* Records from a data collection
'''
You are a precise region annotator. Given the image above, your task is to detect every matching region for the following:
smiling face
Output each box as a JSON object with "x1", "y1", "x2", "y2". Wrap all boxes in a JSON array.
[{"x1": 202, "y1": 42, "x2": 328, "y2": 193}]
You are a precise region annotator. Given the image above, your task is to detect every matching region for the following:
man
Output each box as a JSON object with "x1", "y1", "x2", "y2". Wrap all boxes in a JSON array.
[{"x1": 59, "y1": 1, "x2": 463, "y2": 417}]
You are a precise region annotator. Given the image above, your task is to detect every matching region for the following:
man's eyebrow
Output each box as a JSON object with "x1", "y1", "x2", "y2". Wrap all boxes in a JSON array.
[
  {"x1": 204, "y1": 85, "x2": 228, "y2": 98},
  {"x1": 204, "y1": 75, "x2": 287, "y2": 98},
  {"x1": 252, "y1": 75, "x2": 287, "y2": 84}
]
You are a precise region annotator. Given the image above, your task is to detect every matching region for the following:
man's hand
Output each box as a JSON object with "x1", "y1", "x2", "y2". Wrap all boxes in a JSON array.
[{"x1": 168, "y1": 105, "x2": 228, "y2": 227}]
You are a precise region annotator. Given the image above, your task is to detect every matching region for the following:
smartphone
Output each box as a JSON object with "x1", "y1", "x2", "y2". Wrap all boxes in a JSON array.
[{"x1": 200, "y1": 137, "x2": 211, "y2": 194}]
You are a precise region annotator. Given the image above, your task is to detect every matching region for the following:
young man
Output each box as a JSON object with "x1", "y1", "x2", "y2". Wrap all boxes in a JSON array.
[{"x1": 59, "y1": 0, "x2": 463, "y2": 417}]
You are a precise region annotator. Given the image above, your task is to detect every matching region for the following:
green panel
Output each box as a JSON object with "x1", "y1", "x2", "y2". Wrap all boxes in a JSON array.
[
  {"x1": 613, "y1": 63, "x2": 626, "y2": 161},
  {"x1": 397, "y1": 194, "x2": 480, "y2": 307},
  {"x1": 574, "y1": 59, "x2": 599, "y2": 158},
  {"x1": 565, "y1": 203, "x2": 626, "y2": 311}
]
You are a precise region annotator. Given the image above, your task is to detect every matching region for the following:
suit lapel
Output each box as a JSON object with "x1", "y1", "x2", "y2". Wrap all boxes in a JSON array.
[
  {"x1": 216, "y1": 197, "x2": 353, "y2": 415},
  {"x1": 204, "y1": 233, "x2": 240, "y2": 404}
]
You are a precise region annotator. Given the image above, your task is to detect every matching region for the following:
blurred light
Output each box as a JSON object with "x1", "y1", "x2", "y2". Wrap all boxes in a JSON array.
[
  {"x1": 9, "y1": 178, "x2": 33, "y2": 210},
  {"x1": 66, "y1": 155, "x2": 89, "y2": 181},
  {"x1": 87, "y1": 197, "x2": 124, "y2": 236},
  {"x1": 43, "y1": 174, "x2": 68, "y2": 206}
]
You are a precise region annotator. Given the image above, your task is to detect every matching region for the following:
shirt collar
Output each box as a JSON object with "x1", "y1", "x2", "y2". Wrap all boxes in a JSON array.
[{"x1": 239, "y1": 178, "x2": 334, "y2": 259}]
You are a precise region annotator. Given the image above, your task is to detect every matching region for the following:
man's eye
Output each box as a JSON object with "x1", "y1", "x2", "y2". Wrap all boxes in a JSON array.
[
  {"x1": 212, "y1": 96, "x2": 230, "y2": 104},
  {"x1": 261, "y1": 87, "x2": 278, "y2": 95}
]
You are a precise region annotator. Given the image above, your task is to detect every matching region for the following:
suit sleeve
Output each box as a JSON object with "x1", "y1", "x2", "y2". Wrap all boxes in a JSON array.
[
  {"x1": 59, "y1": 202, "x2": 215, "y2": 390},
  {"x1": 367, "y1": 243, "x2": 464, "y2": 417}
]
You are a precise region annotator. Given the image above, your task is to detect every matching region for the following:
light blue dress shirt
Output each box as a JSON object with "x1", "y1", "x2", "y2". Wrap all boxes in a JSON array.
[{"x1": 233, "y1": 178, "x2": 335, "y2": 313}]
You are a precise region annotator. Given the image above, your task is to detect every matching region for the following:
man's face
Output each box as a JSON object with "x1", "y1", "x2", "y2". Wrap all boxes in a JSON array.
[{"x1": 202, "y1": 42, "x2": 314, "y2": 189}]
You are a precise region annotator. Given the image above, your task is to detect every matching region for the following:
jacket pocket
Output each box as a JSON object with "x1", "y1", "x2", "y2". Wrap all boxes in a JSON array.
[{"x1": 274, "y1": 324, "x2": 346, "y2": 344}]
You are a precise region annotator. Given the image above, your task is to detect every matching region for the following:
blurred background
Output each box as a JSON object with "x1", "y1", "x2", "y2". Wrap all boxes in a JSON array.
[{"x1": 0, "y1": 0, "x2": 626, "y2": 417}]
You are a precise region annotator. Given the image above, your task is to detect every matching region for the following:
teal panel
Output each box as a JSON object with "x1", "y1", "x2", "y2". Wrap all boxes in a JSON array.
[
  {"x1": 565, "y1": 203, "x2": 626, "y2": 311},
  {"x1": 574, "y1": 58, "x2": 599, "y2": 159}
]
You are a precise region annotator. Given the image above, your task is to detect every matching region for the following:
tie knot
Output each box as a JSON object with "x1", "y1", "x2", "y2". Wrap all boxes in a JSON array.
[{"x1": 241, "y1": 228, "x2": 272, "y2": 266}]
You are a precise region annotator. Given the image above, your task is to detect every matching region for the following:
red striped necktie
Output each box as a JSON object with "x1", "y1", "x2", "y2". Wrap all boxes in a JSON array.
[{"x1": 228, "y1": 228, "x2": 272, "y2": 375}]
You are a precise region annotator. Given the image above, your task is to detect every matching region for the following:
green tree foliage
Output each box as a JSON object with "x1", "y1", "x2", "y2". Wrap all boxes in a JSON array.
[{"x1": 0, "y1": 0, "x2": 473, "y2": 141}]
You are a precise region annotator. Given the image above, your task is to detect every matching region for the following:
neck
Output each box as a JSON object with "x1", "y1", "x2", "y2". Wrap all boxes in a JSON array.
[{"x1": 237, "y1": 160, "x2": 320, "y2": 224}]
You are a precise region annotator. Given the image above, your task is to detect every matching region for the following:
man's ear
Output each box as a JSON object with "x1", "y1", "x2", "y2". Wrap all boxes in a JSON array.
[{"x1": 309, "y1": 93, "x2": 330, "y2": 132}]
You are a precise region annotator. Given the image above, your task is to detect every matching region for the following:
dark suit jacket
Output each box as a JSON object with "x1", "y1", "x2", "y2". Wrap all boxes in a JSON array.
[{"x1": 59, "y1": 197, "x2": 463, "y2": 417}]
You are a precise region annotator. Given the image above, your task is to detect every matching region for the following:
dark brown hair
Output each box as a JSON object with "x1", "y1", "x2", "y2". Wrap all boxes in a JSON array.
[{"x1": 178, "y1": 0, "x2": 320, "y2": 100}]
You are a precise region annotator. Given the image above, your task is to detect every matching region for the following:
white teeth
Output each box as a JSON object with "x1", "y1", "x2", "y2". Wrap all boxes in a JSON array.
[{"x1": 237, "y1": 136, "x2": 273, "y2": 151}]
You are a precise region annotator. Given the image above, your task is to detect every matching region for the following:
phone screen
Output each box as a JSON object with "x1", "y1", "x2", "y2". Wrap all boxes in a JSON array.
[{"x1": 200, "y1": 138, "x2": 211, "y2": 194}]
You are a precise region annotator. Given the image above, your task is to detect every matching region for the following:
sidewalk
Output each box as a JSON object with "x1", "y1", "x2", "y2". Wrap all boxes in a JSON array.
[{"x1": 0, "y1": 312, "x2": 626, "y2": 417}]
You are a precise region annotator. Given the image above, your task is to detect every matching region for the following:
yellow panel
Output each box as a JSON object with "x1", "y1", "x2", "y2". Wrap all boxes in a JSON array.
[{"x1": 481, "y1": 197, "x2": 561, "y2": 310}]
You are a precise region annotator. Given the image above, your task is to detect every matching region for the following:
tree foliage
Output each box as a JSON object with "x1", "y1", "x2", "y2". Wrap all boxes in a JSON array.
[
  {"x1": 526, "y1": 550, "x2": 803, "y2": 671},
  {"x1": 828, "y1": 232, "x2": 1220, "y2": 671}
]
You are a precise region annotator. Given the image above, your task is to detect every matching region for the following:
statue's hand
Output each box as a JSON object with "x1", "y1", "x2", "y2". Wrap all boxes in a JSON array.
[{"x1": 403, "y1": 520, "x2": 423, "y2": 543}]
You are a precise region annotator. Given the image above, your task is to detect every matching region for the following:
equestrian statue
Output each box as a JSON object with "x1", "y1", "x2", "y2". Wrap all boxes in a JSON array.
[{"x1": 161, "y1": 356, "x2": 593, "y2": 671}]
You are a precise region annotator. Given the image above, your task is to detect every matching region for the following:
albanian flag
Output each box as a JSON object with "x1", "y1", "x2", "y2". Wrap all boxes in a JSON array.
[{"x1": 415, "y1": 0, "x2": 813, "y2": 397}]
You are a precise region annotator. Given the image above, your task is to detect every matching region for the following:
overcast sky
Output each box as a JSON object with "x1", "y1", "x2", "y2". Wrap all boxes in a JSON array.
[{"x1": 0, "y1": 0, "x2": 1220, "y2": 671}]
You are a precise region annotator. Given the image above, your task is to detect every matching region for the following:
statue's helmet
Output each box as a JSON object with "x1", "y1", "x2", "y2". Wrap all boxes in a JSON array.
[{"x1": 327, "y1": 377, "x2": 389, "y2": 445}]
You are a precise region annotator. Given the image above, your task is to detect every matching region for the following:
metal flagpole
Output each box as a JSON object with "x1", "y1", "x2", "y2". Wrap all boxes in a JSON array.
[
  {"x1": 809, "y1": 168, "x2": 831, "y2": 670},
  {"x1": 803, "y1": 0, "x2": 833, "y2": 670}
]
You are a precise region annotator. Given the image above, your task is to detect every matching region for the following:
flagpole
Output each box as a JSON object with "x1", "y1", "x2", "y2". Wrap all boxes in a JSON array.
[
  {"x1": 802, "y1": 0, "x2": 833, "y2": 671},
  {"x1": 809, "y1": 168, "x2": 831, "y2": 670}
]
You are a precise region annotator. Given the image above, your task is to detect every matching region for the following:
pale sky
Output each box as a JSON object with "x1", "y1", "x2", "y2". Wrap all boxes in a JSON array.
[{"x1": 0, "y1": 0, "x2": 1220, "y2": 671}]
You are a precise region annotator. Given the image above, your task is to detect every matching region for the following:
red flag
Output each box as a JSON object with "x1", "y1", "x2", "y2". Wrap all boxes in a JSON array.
'''
* EXERCISE DETAILS
Report every line in the records above that contains the string "shirt", copying each one in full. Case counts.

* ANSWER FOR THIS EXERCISE
shirt collar
light blue dress shirt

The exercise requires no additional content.